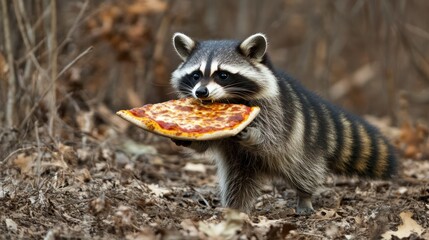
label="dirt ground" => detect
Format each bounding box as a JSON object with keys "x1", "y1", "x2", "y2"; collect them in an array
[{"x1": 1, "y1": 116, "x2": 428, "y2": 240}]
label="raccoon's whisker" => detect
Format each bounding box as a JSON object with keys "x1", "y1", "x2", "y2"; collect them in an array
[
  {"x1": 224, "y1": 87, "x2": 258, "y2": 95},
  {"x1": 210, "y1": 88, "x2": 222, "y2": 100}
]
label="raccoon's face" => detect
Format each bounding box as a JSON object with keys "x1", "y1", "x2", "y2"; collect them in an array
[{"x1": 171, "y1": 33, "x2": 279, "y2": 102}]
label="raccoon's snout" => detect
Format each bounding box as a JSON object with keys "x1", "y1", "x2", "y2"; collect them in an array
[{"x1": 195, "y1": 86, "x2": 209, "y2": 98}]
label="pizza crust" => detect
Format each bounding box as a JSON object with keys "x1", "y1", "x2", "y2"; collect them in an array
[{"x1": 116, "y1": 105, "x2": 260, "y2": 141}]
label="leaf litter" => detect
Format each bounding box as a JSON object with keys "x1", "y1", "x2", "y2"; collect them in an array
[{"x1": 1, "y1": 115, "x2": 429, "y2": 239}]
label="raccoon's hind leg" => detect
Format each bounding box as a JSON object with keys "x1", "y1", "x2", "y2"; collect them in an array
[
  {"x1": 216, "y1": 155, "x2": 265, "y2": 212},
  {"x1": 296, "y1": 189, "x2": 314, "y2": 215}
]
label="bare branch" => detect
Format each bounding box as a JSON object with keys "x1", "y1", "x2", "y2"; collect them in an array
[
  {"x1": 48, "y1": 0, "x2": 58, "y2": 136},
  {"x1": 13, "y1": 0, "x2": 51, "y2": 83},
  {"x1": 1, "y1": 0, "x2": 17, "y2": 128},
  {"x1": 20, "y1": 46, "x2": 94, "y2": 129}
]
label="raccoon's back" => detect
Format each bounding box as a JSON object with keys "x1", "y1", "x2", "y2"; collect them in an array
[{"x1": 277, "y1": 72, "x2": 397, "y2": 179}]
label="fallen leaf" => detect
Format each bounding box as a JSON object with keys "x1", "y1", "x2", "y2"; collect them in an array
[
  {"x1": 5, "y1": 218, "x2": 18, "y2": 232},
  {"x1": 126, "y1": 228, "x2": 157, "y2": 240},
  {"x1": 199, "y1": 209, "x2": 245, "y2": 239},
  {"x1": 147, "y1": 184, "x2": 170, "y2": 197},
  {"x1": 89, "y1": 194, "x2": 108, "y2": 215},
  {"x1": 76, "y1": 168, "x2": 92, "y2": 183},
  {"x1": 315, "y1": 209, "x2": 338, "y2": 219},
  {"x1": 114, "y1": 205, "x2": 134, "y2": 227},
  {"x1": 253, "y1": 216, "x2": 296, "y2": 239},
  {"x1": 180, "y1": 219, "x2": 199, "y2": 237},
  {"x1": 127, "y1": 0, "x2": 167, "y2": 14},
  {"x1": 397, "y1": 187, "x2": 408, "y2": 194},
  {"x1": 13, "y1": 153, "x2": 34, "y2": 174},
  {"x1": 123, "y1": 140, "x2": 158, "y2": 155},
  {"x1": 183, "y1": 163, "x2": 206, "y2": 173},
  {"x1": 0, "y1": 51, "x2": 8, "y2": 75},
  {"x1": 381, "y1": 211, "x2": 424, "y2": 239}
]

^^^^^^^^

[Problem]: Show every line from the entries that includes the word "detect".

[Exercise answer]:
label="dirt ground" => detect
label="raccoon's whisker" => detect
label="raccoon's face" => detect
label="raccoon's snout" => detect
label="pizza crust" => detect
label="leaf litter" => detect
label="raccoon's hind leg" => detect
label="bare branch" => detect
label="raccoon's back" => detect
label="fallen leaf" => detect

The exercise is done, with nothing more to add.